-- Begin Page --

I am very pleased to have U.K. author, Nicky Peacock, join us today. Not only do we talk about her upcoming book release, but we also discuss the business of writing and publishing. This is a must-read for aspiring authors and indie authors!
What attracts you to write in the paranormal genre?
I’ve always loved the paranormal – growing up, my family told a lot of ghost stories and I think that drew me toward horror books and movies. Paranormal romance has really started coming into its own now too, so it’s nice for me to indulge my romantic side, yet still maintain my supernatural roots.
Are there any noticeable differences between your U.S. readers and your U.K. readers (in terms of what particular stories they like most, how they respond to your work)?
When writing for different countries, I keep in mind the country specific terminology – although we speak the same language, we still have quite major differences e.g. Cookie/ Biscuit, Sweater/Jumper. I once had the line: “They made out like a bandit” in one of my manuscripts and my American Editor asked me why the two characters were suddenly ‘kissing like criminals’; in the UK ‘making out like a bandit’ means you got away with something you shouldn’t! Not ‘Making out’.
Your novel Bad Blood is coming out in 2013 (through the publishers Noble & Young). Tell us about the book.
It’s set in England and sees a zombie epidemic through the eyes of a 4 centuries old vampire called Britannia. She’s not your typical human-loving vamp, so the reader goes with her on both an action packed visceral journey, as well as a kind of emotional awakening. To save vampire kind, they need to save humans, and Britannia must work with another vampire, Nicholas (who murdered her beloved finance) to get survivors to safety – well the vampires’ version of safety!
Vampires vs. Zombies sounds neat! What do you think will set Bad Blood apart from other books with similar themes?
Bad Blood is very character driven. It has tonnes of action and a bit of dark humour in there too. I’ve tried to make the scenes and dialogue as real as possible. As much as zombies and vampires are the stuff of fiction, I’ve attempted to make Bad Blood more as it probably would happen, rather than what we would hope would happen. A few London tourist attractions pop up in there and it also has a liberal splash of romance too.
Speaking of vampires, I heard last year that “angels are the new vampires.” What do you think?
Hmmmm, not sure there. Angels are a bit limited as characters – they kind of have to be good? Although Lucifer used to be an Angel, so maybe there’s scope. I must admit I don’t like them myself as a writer or a reader. I think the TV series Supernatural harnessed the Angels best as characters – they managed to seamlessly integrate them into their own monster mythos. I haven’t read many Angel driven books, so I’ll reserve my final judgement – any recommendations?

-- End Page --
-- Begin Extracted records --

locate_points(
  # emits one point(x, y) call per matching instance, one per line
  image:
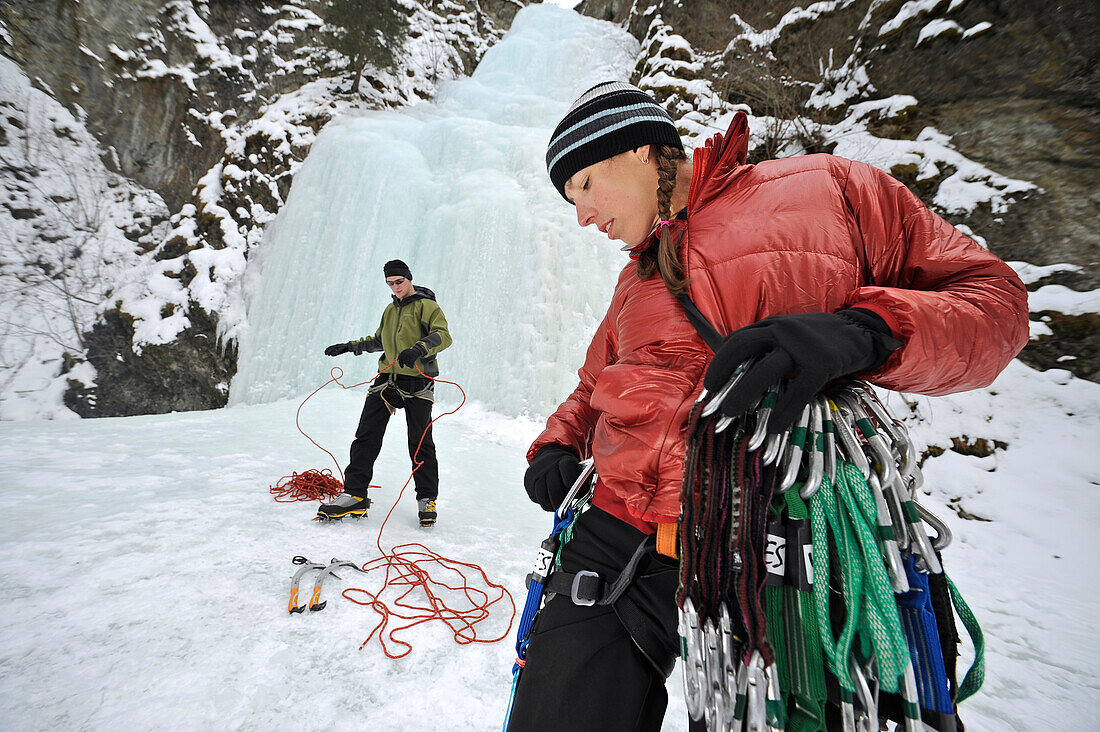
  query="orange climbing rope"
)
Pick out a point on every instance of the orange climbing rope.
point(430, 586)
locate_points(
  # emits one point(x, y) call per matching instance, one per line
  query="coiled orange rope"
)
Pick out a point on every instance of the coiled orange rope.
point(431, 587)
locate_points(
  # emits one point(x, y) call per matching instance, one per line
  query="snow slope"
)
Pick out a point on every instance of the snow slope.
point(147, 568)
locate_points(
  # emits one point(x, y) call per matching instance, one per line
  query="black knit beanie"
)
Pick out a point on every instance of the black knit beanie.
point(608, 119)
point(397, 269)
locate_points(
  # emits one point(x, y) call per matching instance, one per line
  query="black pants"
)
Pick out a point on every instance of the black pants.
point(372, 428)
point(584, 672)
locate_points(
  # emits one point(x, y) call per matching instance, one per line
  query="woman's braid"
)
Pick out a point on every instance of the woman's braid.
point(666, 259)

-- End Extracted records --
-- Begin Extracted records --

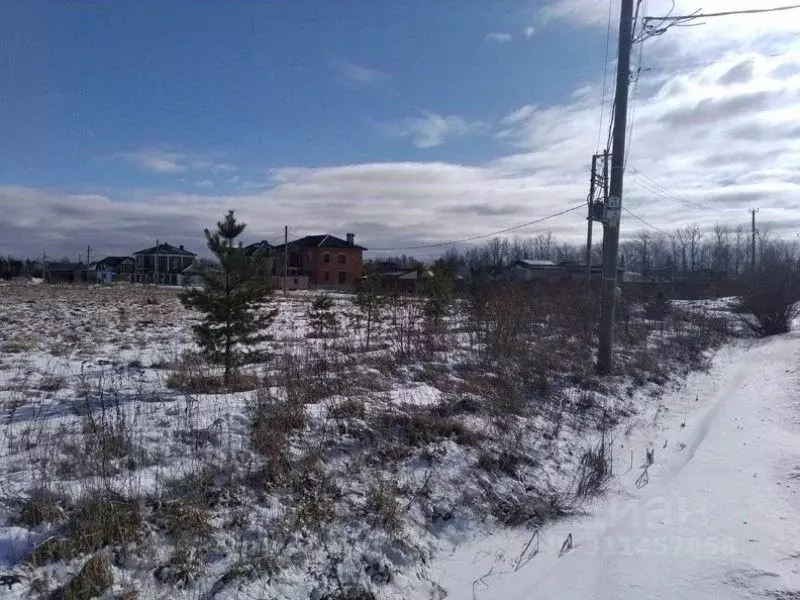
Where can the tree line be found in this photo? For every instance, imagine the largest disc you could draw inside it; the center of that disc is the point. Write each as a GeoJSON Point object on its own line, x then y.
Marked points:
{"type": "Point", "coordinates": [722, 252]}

-- End Extracted records --

Task requirements
**a.** Can you quote the interview word for word, beginning at "Speaking of vampires, I" and stopping after "judgement – any recommendations?"?
**b.** How would you summarize the interview in two sentences?
Rely on the interview by itself and nothing beyond it.

Task responses
**a.**
Speaking of vampires, I heard last year that “angels are the new vampires.” What do you think?
Hmmmm, not sure there. Angels are a bit limited as characters – they kind of have to be good? Although Lucifer used to be an Angel, so maybe there’s scope. I must admit I don’t like them myself as a writer or a reader. I think the TV series Supernatural harnessed the Angels best as characters – they managed to seamlessly integrate them into their own monster mythos. I haven’t read many Angel driven books, so I’ll reserve my final judgement – any recommendations?

**b.** U.K. author Nicky Peacock says family ghost stories drew her to the paranormal, and she notes that writing for American and British readers means minding country-specific terms. She describes her 2013 novel Bad Blood, in which a four-centuries-old vampire named Britannia faces a zombie epidemic in England, and says she finds angels limited as characters.